** Start of Passage provided **

In one general aspect, a method of operating a neural network model includes predicting first latent target data based on source data and based on target data corresponding to the source data, predicting second latent target data based on the source data and based on constant data, and training the NN model based on the first latent target data and the predicted second latent target data; the first latent target data and the target data have a many-to-one relationship.
The training of the NN model may be based on a difference between the first latent target data and the second latent target data.
The predicting of the first latent target data may be based on a connectionist temporal classification (CTC) algorithm.
The predicting of the first latent target data may include masking out a portion of the target data and predicting the first latent target data by receiving the source data and a remainder of the target data that is not masked out.
The first latent target data may be predicted by using cross entropy as a loss function.
The training of the NN model may include training the NN model based on a first loss function determined based on a difference between the target data and the first latent target data, a second loss function determined based on a difference between the target data and the second latent target data, and/or a third loss function determined based on a difference between the first latent target data and the second latent target data.
The training of the NN model may include training the NN model to minimize a final loss function determined based on the first loss function, the second loss function, and/or the third loss function
The method may further include outputting a source vector generated based on the source data, and generating a target vector based on the target data, wherein the first latent target data is predicted based on the source vector and the target vector, and the second latent target data may be predicted based on the source vector.
The source data and the target data may include time-series data comprising portions of data captured in sequence at respective different times.
In another general aspect, an electronic device includes one or more processors and a memory storing instructions configured to, when executed by the one or more processors, cause the one or more processors to: predict first latent target data by receiving source data and target data, predict second latent target data by receiving the source data and constant data, train a neural network (NN) model based on the received first latent target data and the received second latent target data; the first latent target data and the target data have a many-to-one relationship.
The instructions may be further configured to cause the one or more processors to train the NN model by minimizing a difference between the first latent target data and the second latent target data.
The instructions may be further configured to cause the one or more processors to predict the first latent target data based on a connectionist temporal classification (CTC) algorithm.
The instructions may be further configured to cause the one or more processors to mask a portion of the target data and predict the first latent target data by receiving the source data and the masked target data.

** End of Passage provided **
** Start of Excerpted data **

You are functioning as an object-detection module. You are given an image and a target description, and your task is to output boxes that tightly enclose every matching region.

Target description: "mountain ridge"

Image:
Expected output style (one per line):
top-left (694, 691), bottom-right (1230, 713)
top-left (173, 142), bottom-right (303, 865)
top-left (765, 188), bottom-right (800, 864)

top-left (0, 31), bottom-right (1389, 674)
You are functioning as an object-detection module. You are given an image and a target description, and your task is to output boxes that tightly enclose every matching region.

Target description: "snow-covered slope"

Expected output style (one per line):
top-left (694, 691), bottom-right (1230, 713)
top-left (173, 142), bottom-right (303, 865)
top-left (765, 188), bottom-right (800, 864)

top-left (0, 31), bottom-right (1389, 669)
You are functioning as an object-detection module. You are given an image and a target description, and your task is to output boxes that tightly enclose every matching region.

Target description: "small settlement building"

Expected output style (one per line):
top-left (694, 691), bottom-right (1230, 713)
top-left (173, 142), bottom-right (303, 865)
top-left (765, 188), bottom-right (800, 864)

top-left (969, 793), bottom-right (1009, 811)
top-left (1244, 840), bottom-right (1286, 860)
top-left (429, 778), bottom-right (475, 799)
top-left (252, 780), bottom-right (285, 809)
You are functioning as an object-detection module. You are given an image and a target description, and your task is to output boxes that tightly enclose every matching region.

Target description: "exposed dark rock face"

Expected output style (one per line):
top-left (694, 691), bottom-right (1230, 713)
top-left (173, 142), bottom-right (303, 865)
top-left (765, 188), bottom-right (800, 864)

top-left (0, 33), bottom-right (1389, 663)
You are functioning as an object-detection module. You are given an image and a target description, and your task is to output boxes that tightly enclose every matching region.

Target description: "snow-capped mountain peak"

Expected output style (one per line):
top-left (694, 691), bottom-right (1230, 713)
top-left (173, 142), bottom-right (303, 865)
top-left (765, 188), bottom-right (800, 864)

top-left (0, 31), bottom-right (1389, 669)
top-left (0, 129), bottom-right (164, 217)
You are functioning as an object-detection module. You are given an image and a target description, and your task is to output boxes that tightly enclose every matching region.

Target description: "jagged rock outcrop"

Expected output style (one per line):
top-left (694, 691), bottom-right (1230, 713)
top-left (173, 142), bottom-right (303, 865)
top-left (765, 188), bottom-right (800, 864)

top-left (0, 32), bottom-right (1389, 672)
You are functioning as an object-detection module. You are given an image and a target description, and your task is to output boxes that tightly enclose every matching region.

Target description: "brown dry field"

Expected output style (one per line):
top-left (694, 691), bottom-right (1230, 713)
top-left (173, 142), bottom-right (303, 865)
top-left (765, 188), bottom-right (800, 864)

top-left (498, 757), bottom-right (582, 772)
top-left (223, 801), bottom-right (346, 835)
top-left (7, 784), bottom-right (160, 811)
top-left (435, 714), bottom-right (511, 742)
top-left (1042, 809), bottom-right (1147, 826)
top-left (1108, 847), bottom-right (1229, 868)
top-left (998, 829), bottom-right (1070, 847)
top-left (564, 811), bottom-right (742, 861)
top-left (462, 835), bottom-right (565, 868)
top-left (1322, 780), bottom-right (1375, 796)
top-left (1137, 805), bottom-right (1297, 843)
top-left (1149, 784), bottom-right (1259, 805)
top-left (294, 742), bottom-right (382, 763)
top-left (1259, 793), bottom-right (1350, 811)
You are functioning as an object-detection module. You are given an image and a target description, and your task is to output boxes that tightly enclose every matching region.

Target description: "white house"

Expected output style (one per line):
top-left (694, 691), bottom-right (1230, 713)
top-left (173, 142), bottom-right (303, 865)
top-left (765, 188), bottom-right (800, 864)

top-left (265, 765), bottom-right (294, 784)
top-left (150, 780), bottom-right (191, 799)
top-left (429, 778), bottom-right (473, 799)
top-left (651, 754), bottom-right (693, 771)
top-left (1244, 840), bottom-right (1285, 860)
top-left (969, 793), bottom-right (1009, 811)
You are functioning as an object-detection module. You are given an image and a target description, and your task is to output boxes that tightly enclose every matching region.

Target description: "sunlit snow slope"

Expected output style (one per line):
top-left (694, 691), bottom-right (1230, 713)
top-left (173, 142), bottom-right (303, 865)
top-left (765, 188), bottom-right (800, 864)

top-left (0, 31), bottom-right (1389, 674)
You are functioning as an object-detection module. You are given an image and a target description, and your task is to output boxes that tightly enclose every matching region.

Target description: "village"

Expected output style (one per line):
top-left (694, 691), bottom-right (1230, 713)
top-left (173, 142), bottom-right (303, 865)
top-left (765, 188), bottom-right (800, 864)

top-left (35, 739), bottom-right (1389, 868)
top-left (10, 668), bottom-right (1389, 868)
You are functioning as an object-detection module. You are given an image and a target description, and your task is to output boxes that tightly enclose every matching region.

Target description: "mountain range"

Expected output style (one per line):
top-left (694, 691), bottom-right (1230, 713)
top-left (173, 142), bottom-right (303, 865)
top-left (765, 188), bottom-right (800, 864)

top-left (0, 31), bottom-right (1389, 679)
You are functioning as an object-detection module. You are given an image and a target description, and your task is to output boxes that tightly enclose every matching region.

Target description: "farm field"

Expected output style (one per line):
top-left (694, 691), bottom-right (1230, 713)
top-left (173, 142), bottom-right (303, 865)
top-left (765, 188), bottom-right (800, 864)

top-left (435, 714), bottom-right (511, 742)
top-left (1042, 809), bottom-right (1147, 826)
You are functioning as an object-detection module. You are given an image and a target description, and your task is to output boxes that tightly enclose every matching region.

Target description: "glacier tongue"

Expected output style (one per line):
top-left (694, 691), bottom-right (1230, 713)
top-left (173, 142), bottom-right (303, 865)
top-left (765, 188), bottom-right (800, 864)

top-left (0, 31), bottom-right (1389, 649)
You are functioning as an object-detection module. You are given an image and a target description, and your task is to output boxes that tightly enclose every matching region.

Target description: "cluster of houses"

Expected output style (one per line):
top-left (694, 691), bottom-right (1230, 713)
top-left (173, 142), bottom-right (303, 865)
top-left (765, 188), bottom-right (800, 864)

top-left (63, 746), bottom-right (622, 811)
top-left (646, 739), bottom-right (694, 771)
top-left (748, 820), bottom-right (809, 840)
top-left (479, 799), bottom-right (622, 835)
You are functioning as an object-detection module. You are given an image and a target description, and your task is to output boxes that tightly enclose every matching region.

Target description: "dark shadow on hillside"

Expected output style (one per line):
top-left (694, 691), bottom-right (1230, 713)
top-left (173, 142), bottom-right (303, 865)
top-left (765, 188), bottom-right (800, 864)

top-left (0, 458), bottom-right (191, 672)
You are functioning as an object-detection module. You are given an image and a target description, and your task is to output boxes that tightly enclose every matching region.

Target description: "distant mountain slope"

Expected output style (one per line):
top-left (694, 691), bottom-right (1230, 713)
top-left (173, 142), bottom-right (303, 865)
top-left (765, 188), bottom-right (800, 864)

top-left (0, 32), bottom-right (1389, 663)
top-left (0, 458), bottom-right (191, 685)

** End of Excerpted data **

*Requirements:*
1: Answer these questions using the passage on training a neural network model:
(a) On what algorithm may the prediction of the first latent target data be based?
(b) Along with the source data, what data is received to predict the second latent target data?
(c) What may be used as the loss function when predicting the first latent target data?
2: Continue the passage on training a neural network model, starting after its final sentence.

*Responses:*
1:
(a) A connectionist temporal classification (CTC) algorithm.
(b) Constant data.
(c) Cross entropy.

2:
The instructions may be further configured to cause the one or more processors to predict the first latent target data by using cross entropy as a loss function.
The instructions may be further configured to cause the one or more processors to train the NN model based on either a first loss function determined based on a difference between the target data and the first latent target data, a second loss function determined based on a difference between the target data and the second latent target data, and/or a third loss function determined based on a difference between the first latent target data and the second latent target data.
The instructions may be further configured to cause the one or more processors to train the NN model to minimize a final loss function determined based on either the first loss function, the second loss function, or the third loss function.
The instructions may be further configured to cause the one or more processors to output a source vector corresponding to the source data by receiving the source data, output a target vector corresponding to the target data by receiving the target data, predict the first latent target data by receiving the source vector and the target vector, and predict the second latent target data by receiving the source vector.
The source data and the target data may comprise time-series data.
A non-transitory computer-readable storage medium may store instructions that, when executed by a processor, cause the processor to perform any of the methods.
The NN model may be configured to operate as a teacher model and as a student model.
Other features and aspects will be apparent from the following detailed description, the drawings, and the claims.
Throughout the drawings and the detailed description, unless otherwise described or provided, the same or like drawing reference numerals will be understood to refer to the same or like elements, features, and structures. The drawings may not be to scale, and the relative size, proportions, and depiction of elements in the drawings may be exaggerated for clarity, illustration, and convenience.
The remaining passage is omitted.